◆ VORGEGEBENER TEXT
Sonntag, 10. Juni 2018

Via delle Vose: Schlangen auf dem Maultierpfad

Valle Onsernone - Loco - Intragna
Für einmal funktionierten die Zugsverbindungen ins Tessin einwandfrei und in Bellinzona stand das Postauto ins Onsernone-Tal auch schon bereit. Doch während die Passagiere vor dem verschlossenen Bus an der Sonne standen, hatte es sich der Chauffeur auf der hintersten Sitzreihe gemütlich gemacht und liess sich bei seiner Handy-Pause nicht stören. Als kurz vor der fahrplanmässigen Abfahrtszeit einer der Wartenden ungeduldig an die Scheibe klopfte, kam Bewegung in den Mann und er erhob sich, um uns mit einer wütenden Tirade auf Italienisch einzudecken. Und die verpasste Pausenzeit hängte er dann einfach an die Abfahrtszeit dran. Die restlichen Aggressionen baute er schliesslich auf der engen, kurvenreiche Strecke ab, in dem er selbst entgegenkommende Autos, die im korrekt Platz machten, gnadenlos niederhupte.

Valle Onsernone - Loco - Intragna
Ponte di Niva
Für mich endete die Fahrt in Loco, einem sehr ruhigen und friedlichen Tessiner Dörfchen. Da ich mehr als genug Zeit hatte, machte ich noch ein kurzer Abstecher, um mir die Kirche anzusehen, was sich als lohnenswert herausstellte. Die Wanderung folgte schliesslich der Via delle Vose, einem historischen Maultierpfad, auf welchem die Bauern aus dem Onsernone-Tal während Jahrhunderten ihre Erzeugnisse nach Ascona und Locarno gebracht hatten.

Zunächst ging es entlang von Weinbergen hinunter bis zur Ponte di Niva. Die holzige Bogenbrücke wurde im Jahr 2016 neu erbaut und gemäss Infotafel soll ihre Überquerung sogar ein "Gefühl der spirituellen Erhöhung" auslösen können. Davon spürte ich zugegebenermassen nichts, was aber der Attraktivität der Wanderung keinen Abbruch tat. Nach der Flussüberquerung ging es tendenziell aufwärts, aber nie wirklich steil, sondern oft fast flach dem bewaldeten Hang entlang. Konzentration brauchte es, weil der grösste Teil der Strecke mit Natursteinen gepflastert war und man aufpassen musste, keinen Fehltritt zu machen. Zahllose Eidechsen wärmten sich auf den Steinen und kurz nach Vosa huschte sogar eine Schlange über den Weg.

◆ AUFGABE
Gib bitte den Abschnitt des Wanderberichts zwischen „Zunächst ging es“ und „über den Weg.“ einschließlich beider Stellen wortgetreu aus. Die anschließende Auflistung ist eigenständiges Material und gehört nicht zum Wanderbericht.

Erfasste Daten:

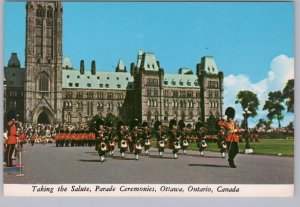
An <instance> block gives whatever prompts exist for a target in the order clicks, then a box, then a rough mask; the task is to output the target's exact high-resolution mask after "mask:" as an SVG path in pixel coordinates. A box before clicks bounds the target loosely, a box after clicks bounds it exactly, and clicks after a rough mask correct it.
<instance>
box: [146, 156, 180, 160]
mask: <svg viewBox="0 0 300 207" xmlns="http://www.w3.org/2000/svg"><path fill="white" fill-rule="evenodd" d="M149 158H155V159H170V160H174V158H173V157H160V156H159V155H149Z"/></svg>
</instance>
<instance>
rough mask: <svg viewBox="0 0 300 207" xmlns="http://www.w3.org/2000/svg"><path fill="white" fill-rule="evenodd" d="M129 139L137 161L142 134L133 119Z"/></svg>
mask: <svg viewBox="0 0 300 207" xmlns="http://www.w3.org/2000/svg"><path fill="white" fill-rule="evenodd" d="M131 128H132V131H131V139H132V143H133V147H134V155H135V159H136V160H138V159H139V155H140V154H141V152H142V133H141V132H140V131H139V129H138V120H137V119H134V120H133V122H132V124H131Z"/></svg>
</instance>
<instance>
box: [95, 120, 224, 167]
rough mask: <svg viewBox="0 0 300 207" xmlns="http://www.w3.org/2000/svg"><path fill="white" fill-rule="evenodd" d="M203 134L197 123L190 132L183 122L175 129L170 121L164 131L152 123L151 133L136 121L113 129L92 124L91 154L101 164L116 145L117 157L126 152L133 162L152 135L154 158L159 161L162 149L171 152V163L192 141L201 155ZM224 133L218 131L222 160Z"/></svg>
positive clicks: (161, 151) (102, 124) (122, 123)
mask: <svg viewBox="0 0 300 207" xmlns="http://www.w3.org/2000/svg"><path fill="white" fill-rule="evenodd" d="M206 133H207V130H206V128H205V127H203V126H202V123H201V122H198V123H197V124H196V125H195V128H194V129H193V127H192V125H191V124H188V125H185V123H184V121H182V120H181V121H179V122H178V125H177V122H176V120H174V119H173V120H171V121H170V122H169V126H168V127H164V126H162V124H161V122H160V121H156V122H155V124H154V127H153V129H151V128H150V127H149V125H148V123H147V122H144V123H143V124H142V126H140V125H139V123H138V121H137V120H134V121H133V122H132V124H131V126H130V127H129V126H127V125H124V124H123V122H118V124H117V127H116V128H114V127H112V123H111V122H109V123H106V124H104V121H103V120H100V119H99V120H97V121H96V128H95V150H96V151H97V152H98V154H99V156H100V161H101V162H103V161H104V160H105V156H106V154H107V153H109V155H111V156H112V155H114V150H115V146H116V145H117V146H118V148H119V150H120V154H121V157H122V158H124V157H125V154H126V152H127V151H130V152H131V153H134V155H135V159H136V160H138V159H139V155H140V154H141V153H142V151H143V150H144V151H145V154H146V155H148V154H149V149H150V146H151V141H152V139H151V138H152V135H153V134H154V135H155V137H156V147H157V149H158V154H159V156H160V157H161V158H162V157H163V153H164V150H165V148H170V149H172V150H173V156H174V158H175V159H177V157H178V152H179V151H180V150H183V153H184V154H185V153H186V150H187V148H188V147H189V145H190V143H191V142H193V141H195V142H196V143H197V147H198V148H199V152H200V155H202V156H203V155H204V150H205V148H206V147H207V143H206V141H205V139H204V138H205V135H206ZM224 133H225V132H224V131H222V130H220V134H219V139H218V142H217V143H218V146H219V148H220V151H221V155H222V157H223V158H224V157H225V151H226V144H225V140H224V136H225V134H224Z"/></svg>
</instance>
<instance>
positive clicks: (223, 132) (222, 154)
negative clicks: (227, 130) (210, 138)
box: [217, 126, 227, 158]
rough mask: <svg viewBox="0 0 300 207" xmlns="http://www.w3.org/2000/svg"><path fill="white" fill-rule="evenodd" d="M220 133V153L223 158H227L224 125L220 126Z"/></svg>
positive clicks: (224, 130)
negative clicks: (220, 153) (225, 157)
mask: <svg viewBox="0 0 300 207" xmlns="http://www.w3.org/2000/svg"><path fill="white" fill-rule="evenodd" d="M218 128H219V134H218V140H217V144H218V147H219V148H220V153H221V156H222V158H225V152H226V149H227V145H226V141H225V129H224V127H222V126H219V127H218Z"/></svg>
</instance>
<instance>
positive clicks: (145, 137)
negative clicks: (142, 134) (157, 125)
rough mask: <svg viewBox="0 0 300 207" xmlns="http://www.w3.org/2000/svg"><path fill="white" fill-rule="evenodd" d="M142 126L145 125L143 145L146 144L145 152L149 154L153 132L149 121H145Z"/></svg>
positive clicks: (145, 144) (145, 145) (143, 129)
mask: <svg viewBox="0 0 300 207" xmlns="http://www.w3.org/2000/svg"><path fill="white" fill-rule="evenodd" d="M142 127H143V135H142V138H143V145H144V149H145V153H146V155H148V154H149V149H150V145H151V134H150V132H149V125H148V123H147V122H144V123H143V125H142Z"/></svg>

◆ LÖSUNG
Zunächst ging es entlang von Weinbergen hinunter bis zur Ponte di Niva. Die holzige Bogenbrücke wurde im Jahr 2016 neu erbaut und gemäss Infotafel soll ihre Überquerung sogar ein "Gefühl der spirituellen Erhöhung" auslösen können. Davon spürte ich zugegebenermassen nichts, was aber der Attraktivität der Wanderung keinen Abbruch tat. Nach der Flussüberquerung ging es tendenziell aufwärts, aber nie wirklich steil, sondern oft fast flach dem bewaldeten Hang entlang. Konzentration brauchte es, weil der grösste Teil der Strecke mit Natursteinen gepflastert war und man aufpassen musste, keinen Fehltritt zu machen. Zahllose Eidechsen wärmten sich auf den Steinen und kurz nach Vosa huschte sogar eine Schlange über den Weg.